> **EXERCISE TASKS**
**a.** Check each statement against the text on the DataLex, dbt and DQL layers. Answer yes or no, and quote the words from that text that decide it.
(i) DQL is the layer below dbt.
(ii) The source of truth for the dbt layer is duckcode-ai/DataLex.
(iii) The example block has the status "draft".
**b.** Answer these questions from the text on the DataLex, dbt and DQL layers.
(i) Which table does the query in the example block select from?
(ii) In the flowchart, which node does the link labeled "contract id" lead to?
(iii) What does the table give as the source of truth for DataLex?
**c.** Pick up the text on the DataLex, dbt and DQL layers after its last line and keep writing.

> **EXTRACT**
=-=-=
How the layers compose

flowchart TD
    subgraph Above["Above dbt"]
      A[DataLex YAML<br/>contracts, glossary,<br/>conceptual model]
    end
    subgraph dbtL["dbt"]
      D[dbt models]
    end
    subgraph Below["Below dbt"]
      B[DQL blocks<br/>certified queries]
      Apps[DQL Apps + notebooks]
      MCP[DQL MCP for AI agents]
    end

    A -->|"contract id"| B
    D --> B
    B --> Apps
    B --> MCP

    classDef datalex fill:#eef2ff,stroke:#4f46e5,color:#1e293b
    classDef dqlnode fill:#ecfdf5,stroke:#10b981,color:#065f46
    classDef dbtnode fill:#fef3c7,stroke:#f59e0b,color:#78350f
    class A datalex
    class D dbtnode
    class B,Apps,MCP dqlnode
Layer Purpose Source of truth
DataLex (above dbt) Domains, entities, fields, contracts, governance, glossary duckcode-ai/DataLex
dbt (middle) Transformations, model lineage, semantic-layer metrics dbt Labs
DQL (below dbt) Certified blocks, notebooks, Apps, AI MCP This repo

How a DQL block binds to a DataLex contract

A certified block declares the contract it implements:

block "Monthly Active Customers" {
  type = "custom"
  status = "certified"
  datalex_contract = "commerce.Customer.monthly_active_customers@1"
  query = """
    SELECT DATE_TRUNC('month', ordered_at) AS order_month,
           COUNT(DISTINCT customer_id)     AS monthly_active_customers
    FROM   fct_orders
    GROUP  BY 1
  """
=-=-=
> **AVAILABLE DATA**
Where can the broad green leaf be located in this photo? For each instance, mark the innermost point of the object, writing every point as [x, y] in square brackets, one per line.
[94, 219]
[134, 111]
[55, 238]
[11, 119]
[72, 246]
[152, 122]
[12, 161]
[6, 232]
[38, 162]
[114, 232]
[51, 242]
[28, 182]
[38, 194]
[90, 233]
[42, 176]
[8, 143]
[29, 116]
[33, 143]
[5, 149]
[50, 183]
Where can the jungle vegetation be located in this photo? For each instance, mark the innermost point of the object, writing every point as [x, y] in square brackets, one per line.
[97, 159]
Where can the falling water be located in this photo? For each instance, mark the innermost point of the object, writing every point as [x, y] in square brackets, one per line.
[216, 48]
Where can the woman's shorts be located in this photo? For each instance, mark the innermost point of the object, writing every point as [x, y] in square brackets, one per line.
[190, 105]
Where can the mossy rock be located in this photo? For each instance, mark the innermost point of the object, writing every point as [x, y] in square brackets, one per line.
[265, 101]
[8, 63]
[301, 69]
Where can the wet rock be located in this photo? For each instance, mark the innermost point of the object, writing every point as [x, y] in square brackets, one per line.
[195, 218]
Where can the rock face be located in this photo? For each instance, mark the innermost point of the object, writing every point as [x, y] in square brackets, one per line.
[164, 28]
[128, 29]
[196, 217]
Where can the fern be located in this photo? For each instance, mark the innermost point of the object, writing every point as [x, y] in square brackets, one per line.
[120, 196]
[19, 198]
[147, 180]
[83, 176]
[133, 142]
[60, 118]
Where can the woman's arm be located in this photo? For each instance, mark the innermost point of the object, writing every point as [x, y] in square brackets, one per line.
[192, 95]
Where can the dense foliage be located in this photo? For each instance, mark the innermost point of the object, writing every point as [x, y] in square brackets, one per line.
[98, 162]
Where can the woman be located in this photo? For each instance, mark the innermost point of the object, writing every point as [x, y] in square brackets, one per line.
=-=-=
> **OUTPUTS IN ORDER**
**a.**
(i) Yes: "DQL (below dbt)"
(ii) No: "dbt (middle) Transformations, model lineage, semantic-layer metrics dbt Labs"
(iii) No: "status = "certified""

**b.**
(i) fct_orders
(ii) DQL blocks (certified queries)
(iii) duckcode-ai/DataLex

**c.**
}

The DataLex contract that backs it lives in your project's *.model.yaml:

entities:
  - name: Customer
    contracts:
      - id: commerce.Customer.monthly_active_customers
        name: monthly_active_customers
        version: 1
        signature:
          inputs:
            - name: order_month
              type: date
          outputs:
            - name: monthly_active_customers
              type: integer
              constraints: ["positive"]

What happens at each stage:

  • dql compile — resolves the reference against the DataLex manifest. Compilation fails for status: certified if the contract doesn't exist, the version pin is missing, or the reference is malformed. Compilation warns for status: draft|review (work-in-progress is allowed). Implemented in dql-core/src/contracts/.
  • dql mcp query_via_block — refuses to serve any block whose datalex_contract doesn't resolve in the project's loaded datalex-manifest.json. AI agents only ever get certified, traceable answers. The MCP enforcement check lives in dql-mcp/src/tools/query-via-block.ts.
  • dql-openlineage — emits OpenLineage events that include the contract id as an upstream dataset, so Marquez, DataHub, Atlan, and Monte Carlo see the binding without depending on either compiler.

End-to-end tutorial (5 minutes)

Both halves of the stack work against a plain dbt + DuckDB project. You don't need anything else installed.

  1. Stage 1 — DataLex contracts. jaffle-shop-DataLex — clone, run dbt build, open in datalex serve, walk the diagrams, review the AI-drafted contract proposals.
  2. Stage 2 — DQL certified blocks. jaffle-shop-duckdb — clone, run ./setup.sh, then add DQL with the quickstart: scaffold ./dql, sync the dbt DAG, author and certify blocks.
  3. Stage 3 — AI agent integration. Point Cursor or Claude Code at dql mcp running in the project. Same question, same answer, every time — and the query_via_block audit log shows which contract version answered.

The manifest spec

DataLex and DQL never depend on each other's internals. They speak through the public schema at duckcode-ai/manifest-spec:

  • schemas/v1/datalex-manifest.schema.json — DataLex compiler output (consumed by dql-core's DataLexContractRegistry).
  • schemas/v1/dql-manifest.schema.json — DQL compiler output (the artifact this repo emits).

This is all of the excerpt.